START TEXT BLOCK

London, April 8 (IANS) Margaret Thatcher, a grocer’s daughter who became Britain’s only woman prime minister, died Monday after suffering a stroke, her family announced. She was 87. An admirer of Indira Gandhi, Thatcher was called the “Iron Lady”.
The Conservative prime minister from 1979 to 1990 had been keeping away from public appearances due to poor health. She suffered a stroke in 2002 and minor strokes thereafter. The end came early in the morning.
Her spokesman Lord Bell said: “It is with great sadness that Mark and Carol Thatcher announce that their mother Baroness Thatcher died peacefully following a stroke this morning.”
Prime Minister David Cameron joined world leaders in paying glowing tributes. “We’ve lost a great leader, a great prime minister and a great Briton.”
Thatcher was admitted to hospital shortly before Christmas and she underwent an operation to remove a growth from her bladder. She returned home before the new year, reported the British media.
Besides Ronald Reagan with whom she shared conservative values, Thatcher enjoyed a strong bond with Indira Gandhi, who too was admired for her toughness as India’s prime minister.
During a 1995 visit to India, Thatcher said of Gandhi: “Very early on, we struck up a close rapport, for we both felt the loneliness of high office and it was good to be able to talk to someone who understood.”
“I found in her qualities which seem to me essential in a statesman. She was passionately proud of her own country, always courageous and very practical.”
When Thatcher survived narrowly a 1984 Irish Republican Army attack on a hotel hosting a Conservative Party meet, Indira Gandhi was among the first to send her a message.
Within weeks, however, Thatcher was devastated on learning that Gandhi had been shot dead by her bodyguards.
Thatcher felt equally personally aggrieved when Rajiv Gandhi, Indira’s son and successor, was blown up by a suicide bomber in 1991.
Born Margaret Roberts in 1925, Thatcher became the Conservative MP for Finchley in north London in 1959. After a long and eventful career, she quit the Commons in 1992.

END TEXT BLOCK

■ EXERCISE DIRECTIONS
Extend the news report on Margaret Thatcher's death by picking up after its final sentence. The items have nothing to do with the news report on Margaret Thatcher's death.

START INPUT DATA

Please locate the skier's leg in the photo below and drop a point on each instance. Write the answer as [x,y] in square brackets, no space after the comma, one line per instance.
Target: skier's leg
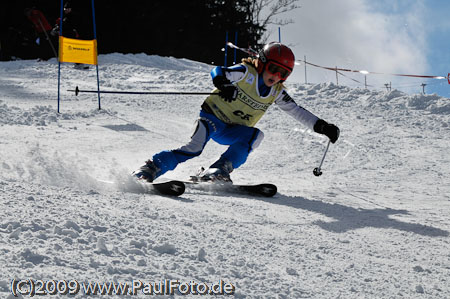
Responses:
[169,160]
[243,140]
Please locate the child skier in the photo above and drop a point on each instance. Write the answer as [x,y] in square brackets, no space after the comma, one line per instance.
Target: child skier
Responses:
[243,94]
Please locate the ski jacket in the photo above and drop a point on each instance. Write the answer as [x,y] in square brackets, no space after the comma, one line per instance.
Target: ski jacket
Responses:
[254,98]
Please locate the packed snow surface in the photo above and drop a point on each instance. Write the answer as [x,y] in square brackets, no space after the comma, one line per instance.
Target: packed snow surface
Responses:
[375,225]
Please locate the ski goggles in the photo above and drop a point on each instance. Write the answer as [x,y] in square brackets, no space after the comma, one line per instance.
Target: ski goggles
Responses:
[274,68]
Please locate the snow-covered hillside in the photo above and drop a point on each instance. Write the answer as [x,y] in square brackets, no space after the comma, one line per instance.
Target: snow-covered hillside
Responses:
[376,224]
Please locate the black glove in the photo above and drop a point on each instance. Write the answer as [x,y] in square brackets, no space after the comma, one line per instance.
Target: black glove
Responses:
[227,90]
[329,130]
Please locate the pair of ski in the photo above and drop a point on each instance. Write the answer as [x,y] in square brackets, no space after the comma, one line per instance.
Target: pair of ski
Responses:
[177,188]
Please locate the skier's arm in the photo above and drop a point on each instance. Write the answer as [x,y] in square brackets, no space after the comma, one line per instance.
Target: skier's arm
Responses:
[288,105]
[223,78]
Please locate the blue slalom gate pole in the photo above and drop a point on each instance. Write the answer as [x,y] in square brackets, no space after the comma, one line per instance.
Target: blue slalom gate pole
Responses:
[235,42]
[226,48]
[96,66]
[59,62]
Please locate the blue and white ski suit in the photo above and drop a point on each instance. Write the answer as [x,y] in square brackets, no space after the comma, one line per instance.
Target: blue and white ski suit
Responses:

END INPUT DATA

■ WRITTEN RESPONSE
She successfully challenged former prime minister Edward Heath for her party’s leadership in 1975. She won general elections in 1979, 1983 and 1987.
She presided over Britain’s war with Argentina over the Falkland Islands in 1982.
Thatcher was credited with putting Britain back among the leading industrial nations of the world.
Lord Bell told Sky News: “We’ll never see the like of her again. She was one of the great prime ministers of all time.”
He called Thatcher the greatest Conservative leader with the exception of Winston Churchill.
Thatcher was nicknamed the “Iron Lady” by a Russian journalist in 1976 for her opposition to Soviet communism. It is a moniker that stuck.
Her coming to power in 1979 signalled the end of an era when trade unions ruled the roost.
She stripped the unions of many of their powers with the aim of transferring them to managements and individual consumers, recalled Daily Mail.
A leadership challenge forced her to leave No.10 Downing Street in 1990. Two years later she was made a life peer as Baroness Thatcher of Kesteven.
In recent years, she led a quiet life cared for by her housekeeper Kate. She suffered a minor stroke in 2002 that left her with short-term memory loss.
Her husband Denis died in 2003. Her children Mark and Carol both live abroad.